## EXERCISE OBJECTIVE
How many lines of the material below contain the string "plastic"? Reply with the number alone.

--- BEGIN MATERIAL SHOWN ---

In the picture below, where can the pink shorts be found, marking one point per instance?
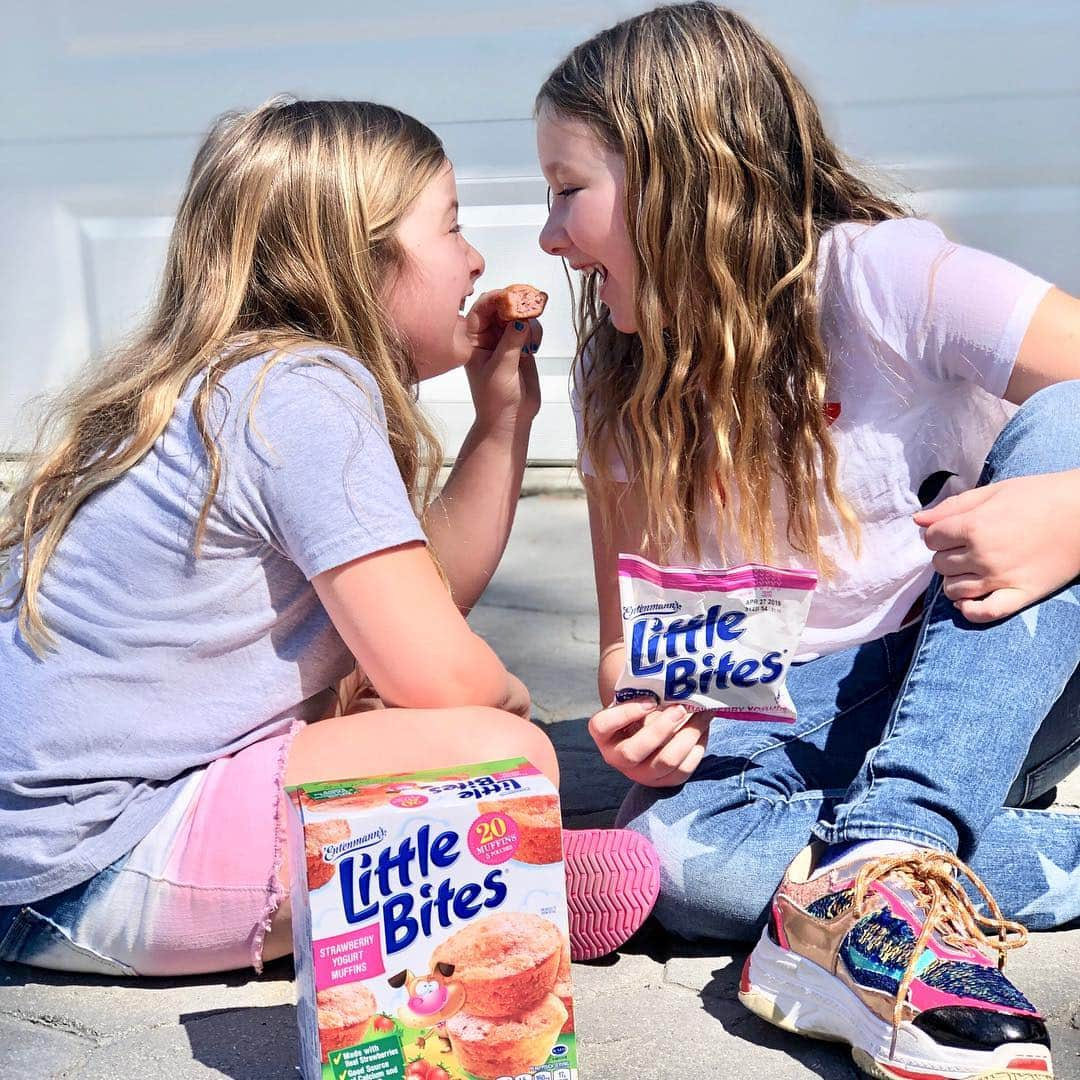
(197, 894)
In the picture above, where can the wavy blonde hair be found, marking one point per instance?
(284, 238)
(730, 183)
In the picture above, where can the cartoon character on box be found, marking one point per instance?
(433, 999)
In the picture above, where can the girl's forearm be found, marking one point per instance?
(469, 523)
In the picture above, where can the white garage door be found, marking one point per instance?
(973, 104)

--- END MATERIAL SHOWN ---
--- BEGIN MATERIAL SHOWN ---

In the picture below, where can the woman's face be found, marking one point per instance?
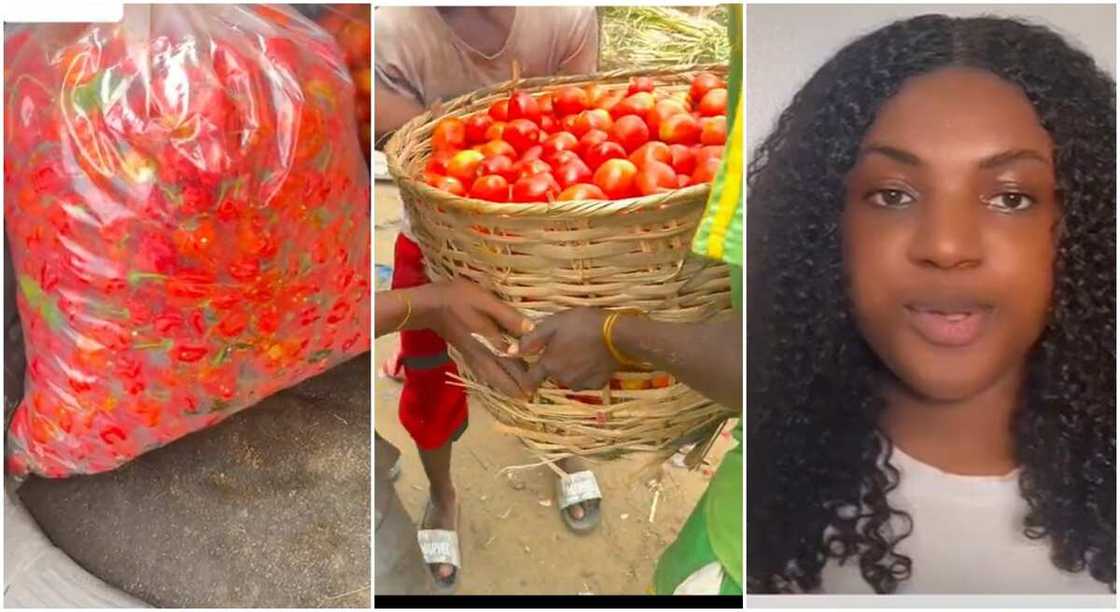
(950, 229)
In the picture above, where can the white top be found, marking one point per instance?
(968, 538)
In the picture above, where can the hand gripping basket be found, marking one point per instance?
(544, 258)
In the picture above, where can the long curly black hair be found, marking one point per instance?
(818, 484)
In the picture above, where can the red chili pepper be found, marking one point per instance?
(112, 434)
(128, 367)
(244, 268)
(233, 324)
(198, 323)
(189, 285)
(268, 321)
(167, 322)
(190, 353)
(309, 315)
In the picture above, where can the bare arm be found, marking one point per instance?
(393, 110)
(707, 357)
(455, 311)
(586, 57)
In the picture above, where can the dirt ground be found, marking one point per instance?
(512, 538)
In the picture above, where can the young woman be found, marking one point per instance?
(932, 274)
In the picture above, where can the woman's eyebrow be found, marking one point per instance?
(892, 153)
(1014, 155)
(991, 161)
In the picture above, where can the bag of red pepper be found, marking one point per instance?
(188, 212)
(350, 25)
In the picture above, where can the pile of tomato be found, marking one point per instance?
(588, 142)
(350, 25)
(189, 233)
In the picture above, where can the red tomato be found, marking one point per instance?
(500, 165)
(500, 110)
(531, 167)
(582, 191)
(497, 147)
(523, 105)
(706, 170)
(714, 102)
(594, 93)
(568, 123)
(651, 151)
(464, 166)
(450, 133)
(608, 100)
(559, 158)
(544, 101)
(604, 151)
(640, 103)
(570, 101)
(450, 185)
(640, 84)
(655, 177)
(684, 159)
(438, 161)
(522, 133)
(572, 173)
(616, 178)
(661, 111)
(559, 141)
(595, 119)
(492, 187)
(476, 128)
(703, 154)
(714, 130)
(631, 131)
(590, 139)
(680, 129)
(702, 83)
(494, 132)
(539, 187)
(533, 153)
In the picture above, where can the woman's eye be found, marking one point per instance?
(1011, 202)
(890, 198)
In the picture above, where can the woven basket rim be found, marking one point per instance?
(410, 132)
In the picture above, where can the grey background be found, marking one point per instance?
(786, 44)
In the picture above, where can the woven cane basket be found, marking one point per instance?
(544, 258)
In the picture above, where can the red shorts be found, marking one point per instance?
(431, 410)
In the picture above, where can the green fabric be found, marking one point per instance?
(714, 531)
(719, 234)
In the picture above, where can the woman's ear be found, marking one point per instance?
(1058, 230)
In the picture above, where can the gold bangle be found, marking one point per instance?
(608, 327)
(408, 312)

--- END MATERIAL SHOWN ---
--- BEGIN MATERIAL SHOWN ---

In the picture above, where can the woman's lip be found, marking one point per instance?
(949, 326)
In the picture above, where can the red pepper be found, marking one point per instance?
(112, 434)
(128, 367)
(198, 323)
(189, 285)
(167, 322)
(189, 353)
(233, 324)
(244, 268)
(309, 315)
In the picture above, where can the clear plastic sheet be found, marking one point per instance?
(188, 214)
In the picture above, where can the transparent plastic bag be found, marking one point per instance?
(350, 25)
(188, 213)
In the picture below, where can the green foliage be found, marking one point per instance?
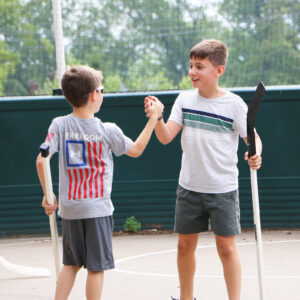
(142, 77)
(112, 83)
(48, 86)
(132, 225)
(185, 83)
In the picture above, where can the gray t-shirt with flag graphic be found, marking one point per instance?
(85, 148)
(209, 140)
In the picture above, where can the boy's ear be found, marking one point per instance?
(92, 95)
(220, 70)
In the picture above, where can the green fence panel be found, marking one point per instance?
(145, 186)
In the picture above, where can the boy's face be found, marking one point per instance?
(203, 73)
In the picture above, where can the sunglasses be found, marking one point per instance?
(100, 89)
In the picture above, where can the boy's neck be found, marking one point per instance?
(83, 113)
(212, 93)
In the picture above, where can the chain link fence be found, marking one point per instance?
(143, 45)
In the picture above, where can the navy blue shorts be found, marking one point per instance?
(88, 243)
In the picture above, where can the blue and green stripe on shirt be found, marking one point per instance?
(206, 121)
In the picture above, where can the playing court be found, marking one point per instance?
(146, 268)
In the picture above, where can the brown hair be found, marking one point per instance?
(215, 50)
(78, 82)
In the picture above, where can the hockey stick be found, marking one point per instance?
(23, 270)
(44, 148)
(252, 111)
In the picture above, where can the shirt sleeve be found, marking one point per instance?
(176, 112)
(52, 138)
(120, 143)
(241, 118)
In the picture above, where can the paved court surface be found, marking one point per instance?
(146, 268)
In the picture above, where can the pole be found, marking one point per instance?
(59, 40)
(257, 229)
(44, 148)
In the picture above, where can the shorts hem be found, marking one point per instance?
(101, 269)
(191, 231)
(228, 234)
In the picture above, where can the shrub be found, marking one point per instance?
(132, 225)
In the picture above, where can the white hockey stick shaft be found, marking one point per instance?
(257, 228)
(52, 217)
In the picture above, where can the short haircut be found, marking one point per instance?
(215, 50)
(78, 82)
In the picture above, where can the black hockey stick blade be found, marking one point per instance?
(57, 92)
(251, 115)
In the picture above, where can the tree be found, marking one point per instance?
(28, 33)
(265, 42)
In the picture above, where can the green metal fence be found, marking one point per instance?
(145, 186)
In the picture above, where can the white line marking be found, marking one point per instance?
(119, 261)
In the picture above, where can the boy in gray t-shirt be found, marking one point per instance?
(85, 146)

--- END MATERIAL SHOWN ---

## EXERCISE RESPONSE
2